• [Texte présenté]

Pour infléchir cette tendance, les leviers semblent multiples : le transport collectif, l’autopartage et la mobilité active avec notamment le REV [Réseau express vélo, soit 191 km de voies cyclables protégées dans Montréal].
Transport collectif : la clé?
Pour désengorger les axes routiers, le développement des transports collectifs s’avère essentiel. «Sur Henri-Bourassa, par exemple, plus de 50 000 personnes transitent par jour grâce au transport collectif, informe Julie Roy, élue municipale et présidente de la Commission sur l’eau, l’environnement, le développement durable. C’est l’un des plus gros axes de toute la STM [Société de transport de Montréal]. Et le transport actif [comme le vélo] ne pourra jamais rivaliser; le vélo est juste un complément.»
Dans son rapport d’activité 2023, la STM a comptabilisé plus de 288 millions de déplacements, soit une augmentation de 21 % comparativement à 2022. Cette augmentation s’explique selon la STM, «entre autres, par le retour en présentiel de télétravailleurs, par la reprise du tourisme et par la gratuité à 65 ans et plus, mesure promue par la Ville ».
Ainsi, en 2023, la ligne de bus 121 Sauvé – Côte Vertu était la deuxième la plus achalandée du réseau, à Montréal. Selon les données collectées par la STM pour le Journal des voisins, environ 173 308 déplacements quotidiens ont été enregistrés, en moyenne, sur les lignes d’autobus transitant par l’arrondissement sur la période la plus achalandée, du 25 mars au 16 juin 2024.

• [Problèmes à résoudre]
(1) Reproduisez mot pour mot le passage du texte sur le transport collectif à Montréal, depuis « Pour infléchir cette » jusqu'à « protégées dans Montréal]. » inclus.
(2) Poursuivez le texte sur le transport collectif à Montréal en partant de sa dernière phrase.

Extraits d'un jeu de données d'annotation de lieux

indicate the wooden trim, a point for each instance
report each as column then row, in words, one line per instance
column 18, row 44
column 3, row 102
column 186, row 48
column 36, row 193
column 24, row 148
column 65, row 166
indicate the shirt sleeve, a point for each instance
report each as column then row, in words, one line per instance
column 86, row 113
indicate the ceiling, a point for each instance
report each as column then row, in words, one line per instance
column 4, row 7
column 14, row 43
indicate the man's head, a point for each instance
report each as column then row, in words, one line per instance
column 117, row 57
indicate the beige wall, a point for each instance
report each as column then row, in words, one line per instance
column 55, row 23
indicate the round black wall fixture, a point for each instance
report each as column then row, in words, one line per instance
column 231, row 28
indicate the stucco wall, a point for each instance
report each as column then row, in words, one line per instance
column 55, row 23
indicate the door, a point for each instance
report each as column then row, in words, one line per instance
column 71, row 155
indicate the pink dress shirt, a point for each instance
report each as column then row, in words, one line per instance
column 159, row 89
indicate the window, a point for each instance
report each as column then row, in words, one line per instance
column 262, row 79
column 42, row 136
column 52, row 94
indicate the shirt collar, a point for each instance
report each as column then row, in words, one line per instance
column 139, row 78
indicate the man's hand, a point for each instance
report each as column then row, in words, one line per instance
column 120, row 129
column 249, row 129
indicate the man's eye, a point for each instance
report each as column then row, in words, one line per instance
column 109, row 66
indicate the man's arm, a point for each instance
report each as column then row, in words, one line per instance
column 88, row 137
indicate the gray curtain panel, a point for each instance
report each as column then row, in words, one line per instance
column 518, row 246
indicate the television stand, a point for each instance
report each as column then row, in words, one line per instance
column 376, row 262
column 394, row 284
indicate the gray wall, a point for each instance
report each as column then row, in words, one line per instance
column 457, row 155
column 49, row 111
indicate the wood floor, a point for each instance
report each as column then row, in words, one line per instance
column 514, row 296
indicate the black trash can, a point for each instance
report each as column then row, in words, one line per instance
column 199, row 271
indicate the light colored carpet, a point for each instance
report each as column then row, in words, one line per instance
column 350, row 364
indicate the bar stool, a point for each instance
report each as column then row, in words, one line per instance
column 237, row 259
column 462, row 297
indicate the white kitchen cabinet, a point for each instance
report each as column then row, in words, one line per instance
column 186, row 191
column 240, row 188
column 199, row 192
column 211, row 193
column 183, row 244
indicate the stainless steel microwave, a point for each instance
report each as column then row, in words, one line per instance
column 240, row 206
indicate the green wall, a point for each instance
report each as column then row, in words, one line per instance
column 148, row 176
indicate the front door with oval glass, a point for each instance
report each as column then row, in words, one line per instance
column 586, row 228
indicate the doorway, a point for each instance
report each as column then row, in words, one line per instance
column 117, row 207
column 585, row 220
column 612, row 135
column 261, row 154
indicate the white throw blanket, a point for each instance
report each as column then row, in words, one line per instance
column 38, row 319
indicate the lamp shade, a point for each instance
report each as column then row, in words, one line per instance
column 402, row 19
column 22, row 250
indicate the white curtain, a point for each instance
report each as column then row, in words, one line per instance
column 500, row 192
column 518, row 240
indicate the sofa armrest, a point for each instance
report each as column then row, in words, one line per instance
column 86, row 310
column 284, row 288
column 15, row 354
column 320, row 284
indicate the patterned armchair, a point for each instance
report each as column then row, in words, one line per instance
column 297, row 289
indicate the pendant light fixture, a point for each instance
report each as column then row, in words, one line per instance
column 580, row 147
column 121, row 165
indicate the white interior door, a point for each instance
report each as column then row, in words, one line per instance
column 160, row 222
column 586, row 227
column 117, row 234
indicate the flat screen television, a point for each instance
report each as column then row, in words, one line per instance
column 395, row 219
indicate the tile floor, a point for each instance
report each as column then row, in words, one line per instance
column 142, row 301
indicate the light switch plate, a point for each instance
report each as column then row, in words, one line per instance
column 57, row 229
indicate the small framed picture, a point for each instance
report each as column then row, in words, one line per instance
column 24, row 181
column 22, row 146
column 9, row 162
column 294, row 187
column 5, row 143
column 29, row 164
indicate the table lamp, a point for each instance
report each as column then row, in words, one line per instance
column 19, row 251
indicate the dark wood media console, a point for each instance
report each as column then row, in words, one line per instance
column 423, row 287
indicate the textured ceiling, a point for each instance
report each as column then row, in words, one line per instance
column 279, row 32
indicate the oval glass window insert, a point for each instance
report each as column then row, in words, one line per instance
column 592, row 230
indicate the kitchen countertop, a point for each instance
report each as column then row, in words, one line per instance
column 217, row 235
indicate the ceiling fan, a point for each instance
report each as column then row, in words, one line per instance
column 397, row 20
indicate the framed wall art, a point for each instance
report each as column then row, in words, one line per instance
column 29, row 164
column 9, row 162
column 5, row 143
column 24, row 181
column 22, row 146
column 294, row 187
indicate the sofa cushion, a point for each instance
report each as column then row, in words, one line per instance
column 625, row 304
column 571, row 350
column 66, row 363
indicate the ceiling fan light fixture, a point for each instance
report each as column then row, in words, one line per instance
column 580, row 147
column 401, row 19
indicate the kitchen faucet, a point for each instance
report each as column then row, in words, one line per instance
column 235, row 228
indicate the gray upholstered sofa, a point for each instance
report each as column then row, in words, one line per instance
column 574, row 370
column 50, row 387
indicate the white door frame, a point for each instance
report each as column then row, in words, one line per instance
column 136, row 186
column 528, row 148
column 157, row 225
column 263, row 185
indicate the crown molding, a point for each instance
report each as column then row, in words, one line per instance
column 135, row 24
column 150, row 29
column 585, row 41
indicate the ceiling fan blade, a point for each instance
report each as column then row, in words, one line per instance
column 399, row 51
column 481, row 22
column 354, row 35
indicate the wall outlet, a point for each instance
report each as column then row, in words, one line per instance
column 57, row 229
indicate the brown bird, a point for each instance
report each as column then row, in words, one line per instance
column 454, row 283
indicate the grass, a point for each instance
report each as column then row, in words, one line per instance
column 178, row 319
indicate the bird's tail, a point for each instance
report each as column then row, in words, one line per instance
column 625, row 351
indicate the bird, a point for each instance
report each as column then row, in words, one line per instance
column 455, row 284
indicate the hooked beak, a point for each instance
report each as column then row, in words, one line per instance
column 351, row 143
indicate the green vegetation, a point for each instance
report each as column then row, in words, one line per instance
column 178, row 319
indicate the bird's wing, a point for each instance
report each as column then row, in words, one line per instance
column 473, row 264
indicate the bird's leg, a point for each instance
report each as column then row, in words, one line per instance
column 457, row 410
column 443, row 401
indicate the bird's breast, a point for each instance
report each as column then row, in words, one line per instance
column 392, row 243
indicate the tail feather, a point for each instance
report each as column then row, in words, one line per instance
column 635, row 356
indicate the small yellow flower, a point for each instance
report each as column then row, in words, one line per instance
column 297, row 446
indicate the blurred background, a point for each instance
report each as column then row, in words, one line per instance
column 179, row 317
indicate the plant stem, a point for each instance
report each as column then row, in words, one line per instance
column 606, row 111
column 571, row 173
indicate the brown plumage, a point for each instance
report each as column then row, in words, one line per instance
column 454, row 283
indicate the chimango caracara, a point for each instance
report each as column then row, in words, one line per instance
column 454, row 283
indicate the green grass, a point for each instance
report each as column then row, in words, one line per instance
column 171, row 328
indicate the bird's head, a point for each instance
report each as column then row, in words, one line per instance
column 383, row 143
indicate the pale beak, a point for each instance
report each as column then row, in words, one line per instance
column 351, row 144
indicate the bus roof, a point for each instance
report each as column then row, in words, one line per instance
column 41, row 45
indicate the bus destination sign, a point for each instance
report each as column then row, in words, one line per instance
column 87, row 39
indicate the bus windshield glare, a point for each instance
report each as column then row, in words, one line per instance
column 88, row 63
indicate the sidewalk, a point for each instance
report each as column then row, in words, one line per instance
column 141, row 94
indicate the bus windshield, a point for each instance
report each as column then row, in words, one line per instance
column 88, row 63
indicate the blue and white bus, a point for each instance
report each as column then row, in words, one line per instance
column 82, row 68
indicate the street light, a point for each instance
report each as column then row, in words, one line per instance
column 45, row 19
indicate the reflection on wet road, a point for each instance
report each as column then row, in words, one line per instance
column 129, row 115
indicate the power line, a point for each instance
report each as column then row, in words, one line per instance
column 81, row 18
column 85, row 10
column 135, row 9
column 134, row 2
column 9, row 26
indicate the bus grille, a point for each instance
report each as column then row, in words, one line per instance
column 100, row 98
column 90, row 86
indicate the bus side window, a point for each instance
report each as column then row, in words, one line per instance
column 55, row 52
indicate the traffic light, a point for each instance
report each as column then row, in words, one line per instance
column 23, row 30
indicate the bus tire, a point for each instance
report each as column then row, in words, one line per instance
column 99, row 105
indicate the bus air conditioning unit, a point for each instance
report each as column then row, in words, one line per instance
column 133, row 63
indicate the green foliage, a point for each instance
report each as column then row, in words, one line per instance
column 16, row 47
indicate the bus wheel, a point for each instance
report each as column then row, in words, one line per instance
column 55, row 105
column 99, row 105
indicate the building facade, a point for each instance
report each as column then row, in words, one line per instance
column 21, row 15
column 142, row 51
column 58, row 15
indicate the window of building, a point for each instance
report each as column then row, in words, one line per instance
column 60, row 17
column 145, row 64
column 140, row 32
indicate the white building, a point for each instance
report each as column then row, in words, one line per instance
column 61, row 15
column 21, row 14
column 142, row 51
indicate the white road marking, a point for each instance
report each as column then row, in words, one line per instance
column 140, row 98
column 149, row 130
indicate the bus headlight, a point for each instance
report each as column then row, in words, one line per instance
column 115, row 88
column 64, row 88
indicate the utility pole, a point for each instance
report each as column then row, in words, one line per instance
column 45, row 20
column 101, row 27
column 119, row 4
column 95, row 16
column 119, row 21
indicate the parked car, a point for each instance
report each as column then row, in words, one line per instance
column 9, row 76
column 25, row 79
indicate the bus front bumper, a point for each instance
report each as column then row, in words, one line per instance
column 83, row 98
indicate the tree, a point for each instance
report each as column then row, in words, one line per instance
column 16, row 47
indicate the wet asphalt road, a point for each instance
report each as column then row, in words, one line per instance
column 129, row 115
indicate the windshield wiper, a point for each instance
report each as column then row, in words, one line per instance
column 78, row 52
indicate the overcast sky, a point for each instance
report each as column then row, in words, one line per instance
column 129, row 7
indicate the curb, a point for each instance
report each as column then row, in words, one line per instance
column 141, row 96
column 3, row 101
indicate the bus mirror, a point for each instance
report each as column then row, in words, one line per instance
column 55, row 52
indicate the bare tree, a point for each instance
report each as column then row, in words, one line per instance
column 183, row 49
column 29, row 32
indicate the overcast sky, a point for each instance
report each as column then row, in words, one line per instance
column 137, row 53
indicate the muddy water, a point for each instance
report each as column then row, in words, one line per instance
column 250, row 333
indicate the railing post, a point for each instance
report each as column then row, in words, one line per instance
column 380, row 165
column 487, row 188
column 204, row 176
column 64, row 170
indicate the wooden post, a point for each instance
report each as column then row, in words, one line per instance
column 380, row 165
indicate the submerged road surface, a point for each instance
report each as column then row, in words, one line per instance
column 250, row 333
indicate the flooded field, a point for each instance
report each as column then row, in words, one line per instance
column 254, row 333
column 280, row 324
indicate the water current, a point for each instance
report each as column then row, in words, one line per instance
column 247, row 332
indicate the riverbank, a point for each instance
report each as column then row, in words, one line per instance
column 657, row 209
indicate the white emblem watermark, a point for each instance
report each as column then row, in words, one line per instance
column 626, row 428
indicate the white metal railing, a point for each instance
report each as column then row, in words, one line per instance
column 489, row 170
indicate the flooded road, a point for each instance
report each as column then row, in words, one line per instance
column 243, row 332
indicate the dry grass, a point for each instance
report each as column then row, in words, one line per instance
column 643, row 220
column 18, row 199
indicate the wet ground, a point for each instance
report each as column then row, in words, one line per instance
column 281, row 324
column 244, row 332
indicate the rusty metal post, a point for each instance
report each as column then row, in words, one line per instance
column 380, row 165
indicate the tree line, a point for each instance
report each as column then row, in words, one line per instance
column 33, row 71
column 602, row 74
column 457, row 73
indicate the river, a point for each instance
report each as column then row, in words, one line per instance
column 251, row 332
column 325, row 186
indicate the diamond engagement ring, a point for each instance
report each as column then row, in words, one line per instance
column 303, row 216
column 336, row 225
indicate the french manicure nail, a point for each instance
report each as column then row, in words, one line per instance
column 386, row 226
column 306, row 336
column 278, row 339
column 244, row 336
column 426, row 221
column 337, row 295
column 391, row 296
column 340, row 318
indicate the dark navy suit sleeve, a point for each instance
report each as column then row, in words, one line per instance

• [Réponses ordonnées]
(1)
Pour infléchir cette tendance, les leviers semblent multiples : le transport collectif, l’autopartage et la mobilité active avec notamment le REV [Réseau express vélo, soit 191 km de voies cyclables protégées dans Montréal].

(2)
Densification urbaine
D’ailleurs, certains souhaitent déjà la création de nouvelles infrastructures de transport pour mieux «quadriller» la circulation. Ainsi, Mark Purdon, professeur à l’UQAM, préconise la création d’un organisme «chapeautant la planification de l’aménagement territorial, les transports routiers et les transports collectifs. Nous voyons des organisations comme celle-ci en Californie et elles ont très bien réussi à identifier les mesures politiques nécessaires pour obtenir les réductions requises. La CMM [Communauté métropolitaine de Montréal qui regroupe 82 municipalités] aspire peut-être à [jouer] ce rôle, mais l’ARTM [autorité régionale de transport métropolitain] et le MTQ [ministère des Transports et de la mobilité durable du Québec] planifient encore souvent le transport en commun et le transport routier séparément. Le Fonds pour le transport en commun du Canada, récemment annoncé par le gouvernement fédéral, facilitera le financement des efforts régionaux de décarbonation.»
En effet, le Fonds pour le transport en commun du Canada devrait permettre d’accorder 20 milliards de dollars sur 10 ans aux régions métropolitaines (annonce du 17 juillet 2024).
«[Pour réduire les GES], une densification douce par la requalification du zonage autour du REM permettrait de transformer des bungalows en duplex, par exemple, plaide pour sa part David Alfaro Clark, urbaniste. Il faudrait aussi créer une entité publique pour avoir une vision d’ensemble pour redévelopper la ville et coordonner les aménagements afin de ne pas être à la remorque des promoteurs.»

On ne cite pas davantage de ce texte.